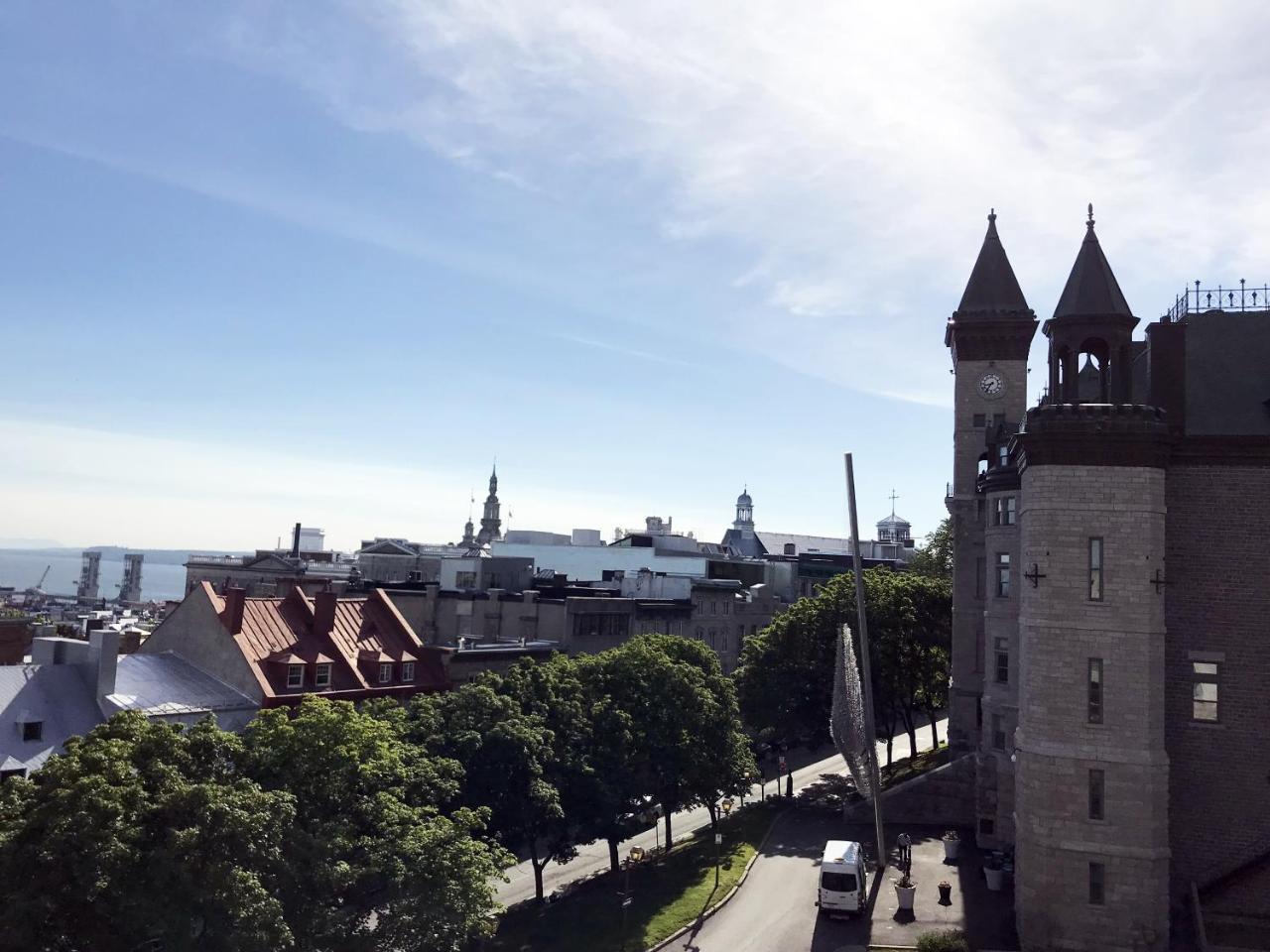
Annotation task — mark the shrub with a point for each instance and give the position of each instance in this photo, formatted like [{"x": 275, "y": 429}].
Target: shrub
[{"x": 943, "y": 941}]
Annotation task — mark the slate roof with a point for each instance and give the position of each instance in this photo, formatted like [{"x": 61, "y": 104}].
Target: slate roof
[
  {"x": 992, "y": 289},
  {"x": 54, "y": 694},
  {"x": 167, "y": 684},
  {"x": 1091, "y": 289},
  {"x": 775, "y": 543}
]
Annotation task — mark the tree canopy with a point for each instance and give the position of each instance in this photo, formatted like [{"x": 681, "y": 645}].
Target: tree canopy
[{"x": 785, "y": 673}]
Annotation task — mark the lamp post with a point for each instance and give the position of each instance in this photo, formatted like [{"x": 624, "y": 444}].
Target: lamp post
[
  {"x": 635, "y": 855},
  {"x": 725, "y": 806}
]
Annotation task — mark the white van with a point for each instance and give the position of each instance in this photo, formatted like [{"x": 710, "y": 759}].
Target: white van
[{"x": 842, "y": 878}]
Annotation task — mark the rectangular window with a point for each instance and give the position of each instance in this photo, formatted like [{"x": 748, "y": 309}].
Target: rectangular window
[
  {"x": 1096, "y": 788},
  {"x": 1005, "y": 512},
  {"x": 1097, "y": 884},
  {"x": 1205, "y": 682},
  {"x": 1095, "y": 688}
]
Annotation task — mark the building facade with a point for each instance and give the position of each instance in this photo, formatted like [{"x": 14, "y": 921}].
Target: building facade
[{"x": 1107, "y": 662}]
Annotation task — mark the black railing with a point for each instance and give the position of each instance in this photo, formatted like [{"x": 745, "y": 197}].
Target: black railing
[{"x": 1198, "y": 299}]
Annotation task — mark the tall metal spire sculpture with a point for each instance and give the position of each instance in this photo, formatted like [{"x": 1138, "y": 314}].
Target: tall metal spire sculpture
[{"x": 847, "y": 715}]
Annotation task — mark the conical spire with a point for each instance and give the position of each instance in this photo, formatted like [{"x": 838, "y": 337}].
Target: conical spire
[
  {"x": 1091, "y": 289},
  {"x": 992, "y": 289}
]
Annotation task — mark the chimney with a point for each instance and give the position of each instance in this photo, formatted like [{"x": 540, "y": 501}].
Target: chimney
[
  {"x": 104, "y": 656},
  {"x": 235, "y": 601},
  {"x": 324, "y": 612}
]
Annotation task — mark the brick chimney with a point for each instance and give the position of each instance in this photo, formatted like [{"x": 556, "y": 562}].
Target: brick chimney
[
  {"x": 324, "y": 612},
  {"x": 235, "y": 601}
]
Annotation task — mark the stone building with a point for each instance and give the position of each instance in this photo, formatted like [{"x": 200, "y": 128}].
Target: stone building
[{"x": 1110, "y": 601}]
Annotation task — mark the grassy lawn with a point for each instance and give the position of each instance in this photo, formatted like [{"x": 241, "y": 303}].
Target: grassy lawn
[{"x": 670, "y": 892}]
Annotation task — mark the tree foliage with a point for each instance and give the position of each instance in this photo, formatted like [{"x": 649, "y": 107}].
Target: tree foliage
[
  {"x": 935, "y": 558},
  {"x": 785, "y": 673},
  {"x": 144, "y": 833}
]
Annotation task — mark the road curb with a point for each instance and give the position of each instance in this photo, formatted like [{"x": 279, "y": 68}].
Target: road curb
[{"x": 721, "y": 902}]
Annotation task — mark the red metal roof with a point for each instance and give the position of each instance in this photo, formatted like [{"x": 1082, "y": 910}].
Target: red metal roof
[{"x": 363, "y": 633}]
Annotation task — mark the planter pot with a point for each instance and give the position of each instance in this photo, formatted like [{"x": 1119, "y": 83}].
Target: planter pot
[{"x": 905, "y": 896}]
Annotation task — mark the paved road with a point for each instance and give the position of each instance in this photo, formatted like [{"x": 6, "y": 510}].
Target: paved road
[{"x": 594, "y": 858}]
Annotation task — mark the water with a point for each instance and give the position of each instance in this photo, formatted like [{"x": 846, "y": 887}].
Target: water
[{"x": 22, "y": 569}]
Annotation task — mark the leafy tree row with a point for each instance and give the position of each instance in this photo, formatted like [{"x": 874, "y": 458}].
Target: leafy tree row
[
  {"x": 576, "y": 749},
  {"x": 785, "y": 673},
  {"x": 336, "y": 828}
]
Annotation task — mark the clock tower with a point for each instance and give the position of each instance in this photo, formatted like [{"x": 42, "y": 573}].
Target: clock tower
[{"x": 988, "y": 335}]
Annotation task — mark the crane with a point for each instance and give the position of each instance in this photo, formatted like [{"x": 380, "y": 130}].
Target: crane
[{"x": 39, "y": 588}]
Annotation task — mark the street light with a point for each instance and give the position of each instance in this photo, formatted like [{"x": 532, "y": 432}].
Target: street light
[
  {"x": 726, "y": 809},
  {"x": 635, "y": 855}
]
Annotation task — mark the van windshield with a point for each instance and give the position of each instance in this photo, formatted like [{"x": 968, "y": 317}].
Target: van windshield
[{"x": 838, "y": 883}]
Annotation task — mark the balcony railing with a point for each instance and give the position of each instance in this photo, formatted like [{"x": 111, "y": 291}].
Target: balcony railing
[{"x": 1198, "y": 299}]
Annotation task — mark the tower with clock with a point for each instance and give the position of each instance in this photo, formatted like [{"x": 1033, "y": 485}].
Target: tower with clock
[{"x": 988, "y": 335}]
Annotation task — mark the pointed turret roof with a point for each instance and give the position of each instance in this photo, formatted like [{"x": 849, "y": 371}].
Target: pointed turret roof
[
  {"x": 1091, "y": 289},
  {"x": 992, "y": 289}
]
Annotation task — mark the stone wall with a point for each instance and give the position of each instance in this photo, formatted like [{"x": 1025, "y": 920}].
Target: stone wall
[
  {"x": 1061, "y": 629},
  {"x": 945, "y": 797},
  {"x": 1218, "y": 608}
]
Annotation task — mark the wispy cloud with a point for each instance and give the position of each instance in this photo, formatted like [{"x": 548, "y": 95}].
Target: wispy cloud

========================================================================

Any pictures should be dropped; transcribe the rest of the records above exactly.

■ Correct response ■
Annotation task — mark the shrub with a point for each instance and give the position of each instance in this photo, formatted like [{"x": 275, "y": 429}].
Target: shrub
[{"x": 943, "y": 941}]
Annotation task — mark the slate roof with a point for each instance and give the position of each instance in this photo, formatted like [{"x": 61, "y": 104}].
Target: slate roof
[
  {"x": 992, "y": 289},
  {"x": 54, "y": 694},
  {"x": 167, "y": 684},
  {"x": 1091, "y": 289},
  {"x": 775, "y": 543}
]
Annotation task — mark the tree canopy with a point for each instance and give the position of each instance in this photo, formatted like [{"x": 681, "y": 645}].
Target: tree canopy
[{"x": 785, "y": 673}]
Annotation task — mark the lamp post with a point for each instance and give the position of each instance in this photo, formatted like [{"x": 624, "y": 444}].
Target: lamp post
[
  {"x": 635, "y": 855},
  {"x": 725, "y": 806}
]
Annotation task — mark the white van with a point for each instance and give the position of each instance in this photo, formatted like [{"x": 710, "y": 759}].
Target: white van
[{"x": 842, "y": 878}]
Annotation task — mark the rectangular window with a point for each instance and give the position of each instance in this photo, formatted like [{"x": 748, "y": 309}].
Target: rectangular window
[
  {"x": 1096, "y": 788},
  {"x": 1005, "y": 512},
  {"x": 1097, "y": 884},
  {"x": 1205, "y": 682},
  {"x": 1095, "y": 688}
]
Annotation task — mark the building facade with a point for each instance and give the position of each instance in this photo, formatted like [{"x": 14, "y": 921}].
Target: building facade
[{"x": 1107, "y": 662}]
Annotation task — mark the black railing with a point for each instance and give the position of each instance in this photo, formatted like [{"x": 745, "y": 197}].
Target: black railing
[{"x": 1198, "y": 299}]
Annotation task — mark the tall metal spire sculpture with a point for each instance and give the position of each instance in this photo, formatted like [{"x": 1138, "y": 314}].
Target: tall metal spire sculpture
[{"x": 847, "y": 715}]
Annotation task — mark the conical spire with a point for each instance and give the position of each instance in this photo, formatted like [{"x": 838, "y": 337}].
Target: conical spire
[
  {"x": 1091, "y": 289},
  {"x": 992, "y": 289}
]
Annotation task — mark the chimney with a point for each instance and give the position of each instance in this photo, formatted like [{"x": 540, "y": 501}].
Target: chimney
[
  {"x": 104, "y": 656},
  {"x": 235, "y": 601},
  {"x": 324, "y": 612}
]
Annotation task — mark the brick chimney with a point for each instance and give the position of each instance in this photo, formatted like [{"x": 556, "y": 562}].
Target: brick chimney
[
  {"x": 324, "y": 612},
  {"x": 235, "y": 601}
]
Annotation task — mark the stone building with a point for each instance and give the position of each instance in this photo, formatted like [{"x": 200, "y": 128}].
Target: stone building
[{"x": 1110, "y": 601}]
Annotation task — mark the grassy lawn with a point for each instance and give the position of each instance in this photo, formatted like [{"x": 241, "y": 303}].
Target: grassy lawn
[{"x": 670, "y": 892}]
Annotation task — mark the tree foliage with a point for each instance and give the position of each instance in this photo, formatted like [{"x": 649, "y": 107}].
Target: tree foliage
[
  {"x": 935, "y": 558},
  {"x": 785, "y": 673},
  {"x": 144, "y": 833}
]
Annotation task — mark the road curb with a point for each instance and give the position of each instance in this photo, formatted like [{"x": 279, "y": 68}].
Target: road curb
[{"x": 721, "y": 902}]
Annotation task — mark the red metal roof with a point for each instance and give the position of each instance in this photo, formatted like [{"x": 1082, "y": 910}].
Target: red metal roof
[{"x": 363, "y": 633}]
Annotation task — mark the planter pot with a point for each instance and give the position of each instance in this photo, formatted like [{"x": 1119, "y": 83}].
Target: planter pot
[{"x": 905, "y": 896}]
Annotation task — mark the paved road with a point for each instance and give the position of each instance in this photo, formatted like [{"x": 6, "y": 510}].
Target: paved road
[{"x": 594, "y": 858}]
Annotation task — mark the water with a point for each instance and give the position of each instance in this photo, formatted like [{"x": 846, "y": 887}].
Target: water
[{"x": 22, "y": 569}]
Annotation task — mark the leafy tree row with a point for each instance and give the position of each instance in this photo, formatted like [{"x": 874, "y": 458}].
Target: leafy tree row
[
  {"x": 576, "y": 749},
  {"x": 785, "y": 673},
  {"x": 336, "y": 828}
]
Annotation task — mark the clock tower with a point for each instance and give the position of each instance in this photo, formatted like [{"x": 42, "y": 573}].
Target: clock tower
[{"x": 988, "y": 335}]
Annotation task — mark the crane with a point for each instance and give the position of each instance in this photo, formatted like [{"x": 380, "y": 130}].
Target: crane
[{"x": 39, "y": 588}]
Annotation task — mark the street light with a point for each instance and give the position of each instance in this photo, formatted like [{"x": 532, "y": 432}].
Target: street light
[
  {"x": 726, "y": 809},
  {"x": 635, "y": 855}
]
Annotation task — mark the van windshield with a point for each instance and give the position of each instance in this photo, formatted like [{"x": 968, "y": 317}].
Target: van windshield
[{"x": 838, "y": 883}]
Annotation task — mark the balcony railing with a point for each instance and give the position of each instance in this photo, formatted like [{"x": 111, "y": 291}].
Target: balcony railing
[{"x": 1198, "y": 299}]
Annotation task — mark the tower with clock with a point for each instance and give the position of each instance in this photo, formatted like [{"x": 1033, "y": 485}].
Target: tower with clock
[{"x": 988, "y": 335}]
Annotation task — mark the pointed turret roof with a point for each instance and give the position of each instance in this photo, formatted like [{"x": 849, "y": 371}].
Target: pointed turret roof
[
  {"x": 1091, "y": 289},
  {"x": 992, "y": 289}
]
Annotation task — mark the stone wall with a point for each instance and give the position of each instance in this photo, formatted like [{"x": 1025, "y": 920}].
Target: stone wall
[
  {"x": 1061, "y": 629},
  {"x": 945, "y": 797},
  {"x": 1218, "y": 608}
]
Annotation task — mark the wispy cloud with a point for each instance and give the position of each instance in this photo, formatted like [{"x": 548, "y": 95}].
Target: wispy cloud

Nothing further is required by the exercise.